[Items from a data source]
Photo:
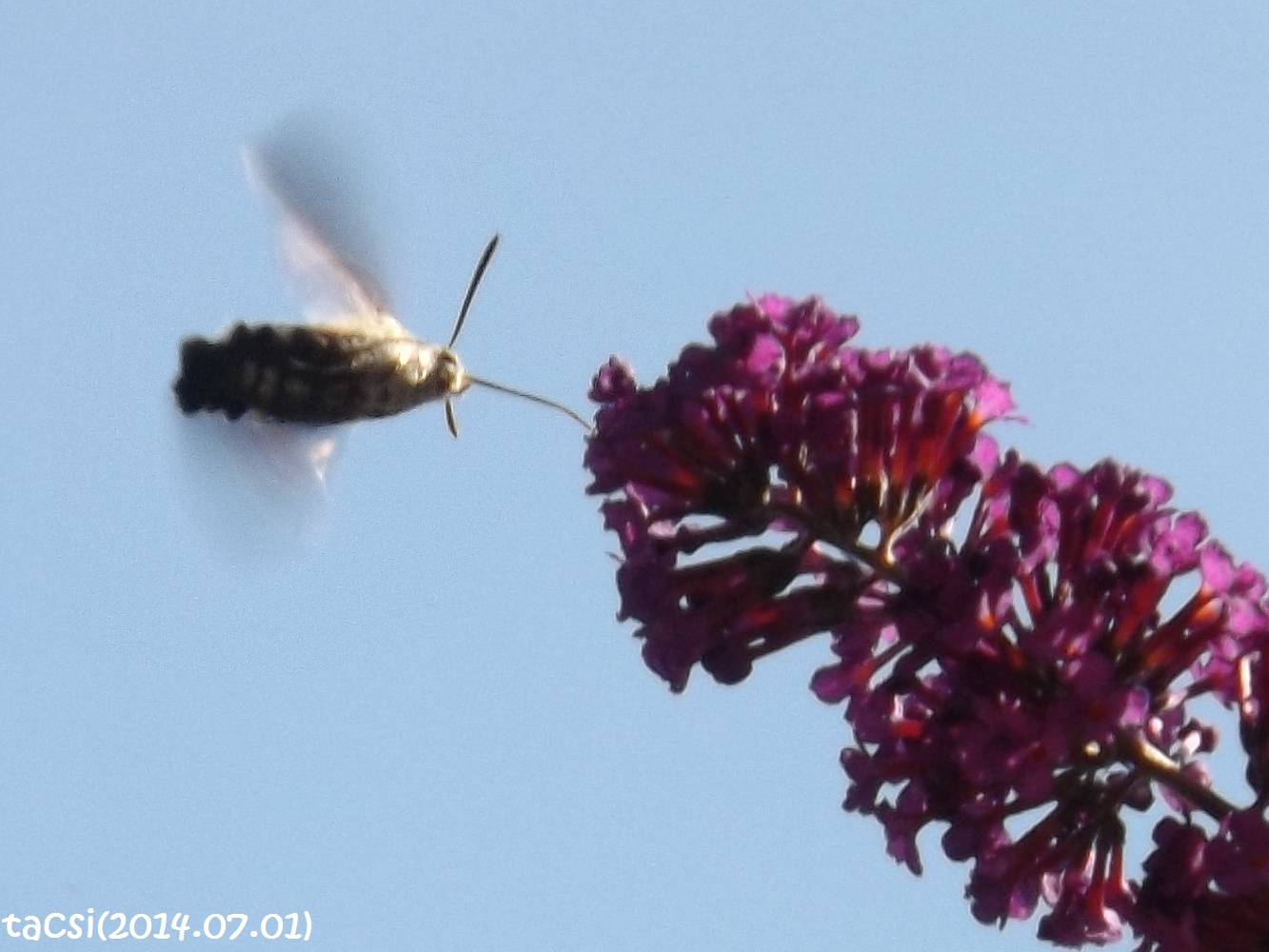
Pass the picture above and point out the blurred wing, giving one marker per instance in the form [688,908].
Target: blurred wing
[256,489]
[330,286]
...
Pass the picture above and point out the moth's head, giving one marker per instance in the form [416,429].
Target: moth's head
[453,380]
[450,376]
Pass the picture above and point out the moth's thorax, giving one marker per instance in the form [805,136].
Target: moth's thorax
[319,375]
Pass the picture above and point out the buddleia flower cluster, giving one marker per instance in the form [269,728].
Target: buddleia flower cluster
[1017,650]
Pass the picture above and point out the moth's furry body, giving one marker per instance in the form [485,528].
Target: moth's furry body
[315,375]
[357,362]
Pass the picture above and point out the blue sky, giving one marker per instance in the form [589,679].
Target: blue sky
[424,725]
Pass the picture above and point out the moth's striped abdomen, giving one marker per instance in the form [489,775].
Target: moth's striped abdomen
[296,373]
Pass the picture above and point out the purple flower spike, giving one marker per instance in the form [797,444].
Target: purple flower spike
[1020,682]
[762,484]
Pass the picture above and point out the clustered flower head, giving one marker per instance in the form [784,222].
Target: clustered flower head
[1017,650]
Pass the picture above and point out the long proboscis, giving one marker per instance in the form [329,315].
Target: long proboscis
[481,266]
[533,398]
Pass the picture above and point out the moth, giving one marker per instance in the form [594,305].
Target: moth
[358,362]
* * *
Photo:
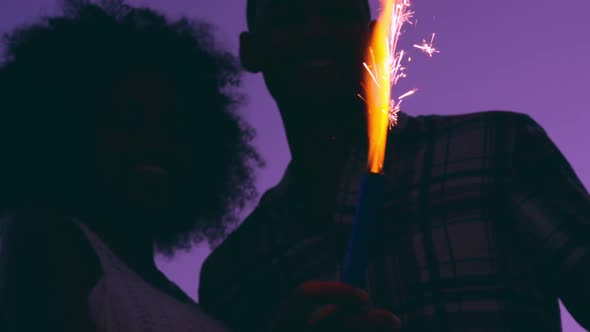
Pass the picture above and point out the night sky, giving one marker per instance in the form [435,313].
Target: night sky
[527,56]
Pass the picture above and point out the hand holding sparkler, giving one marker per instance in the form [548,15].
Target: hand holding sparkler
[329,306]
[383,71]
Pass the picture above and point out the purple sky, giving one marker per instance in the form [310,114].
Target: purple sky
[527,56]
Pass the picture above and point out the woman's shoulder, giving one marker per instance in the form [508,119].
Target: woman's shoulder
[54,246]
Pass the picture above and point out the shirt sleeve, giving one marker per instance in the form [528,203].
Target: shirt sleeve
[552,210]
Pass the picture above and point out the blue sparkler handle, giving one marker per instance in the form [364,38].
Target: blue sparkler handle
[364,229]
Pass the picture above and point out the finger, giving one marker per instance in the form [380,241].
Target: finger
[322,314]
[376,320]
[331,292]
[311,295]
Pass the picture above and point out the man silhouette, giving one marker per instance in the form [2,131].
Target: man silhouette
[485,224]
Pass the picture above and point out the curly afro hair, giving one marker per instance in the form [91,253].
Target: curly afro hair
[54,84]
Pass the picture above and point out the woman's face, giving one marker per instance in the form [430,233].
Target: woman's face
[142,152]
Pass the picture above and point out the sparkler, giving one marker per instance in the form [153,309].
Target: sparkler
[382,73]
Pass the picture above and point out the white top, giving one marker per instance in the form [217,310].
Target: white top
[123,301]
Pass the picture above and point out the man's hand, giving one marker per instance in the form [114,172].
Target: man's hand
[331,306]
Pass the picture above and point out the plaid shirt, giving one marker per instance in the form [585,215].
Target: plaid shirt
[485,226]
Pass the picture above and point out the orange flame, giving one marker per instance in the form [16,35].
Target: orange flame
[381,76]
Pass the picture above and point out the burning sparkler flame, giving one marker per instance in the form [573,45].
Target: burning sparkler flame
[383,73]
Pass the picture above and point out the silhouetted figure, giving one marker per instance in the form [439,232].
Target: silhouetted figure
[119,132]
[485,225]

WHAT TO WORK ON
Return every line of the data that contains the string "shirt".

FULL ANSWER
Pass the picture above and point out the shirt sleeve, giving one marker per instance in the form [528,203].
Target: shirt sleeve
Pass the picture above and point out the plaid shirt, giving one marker per instance in the form [585,215].
Target: plaid shirt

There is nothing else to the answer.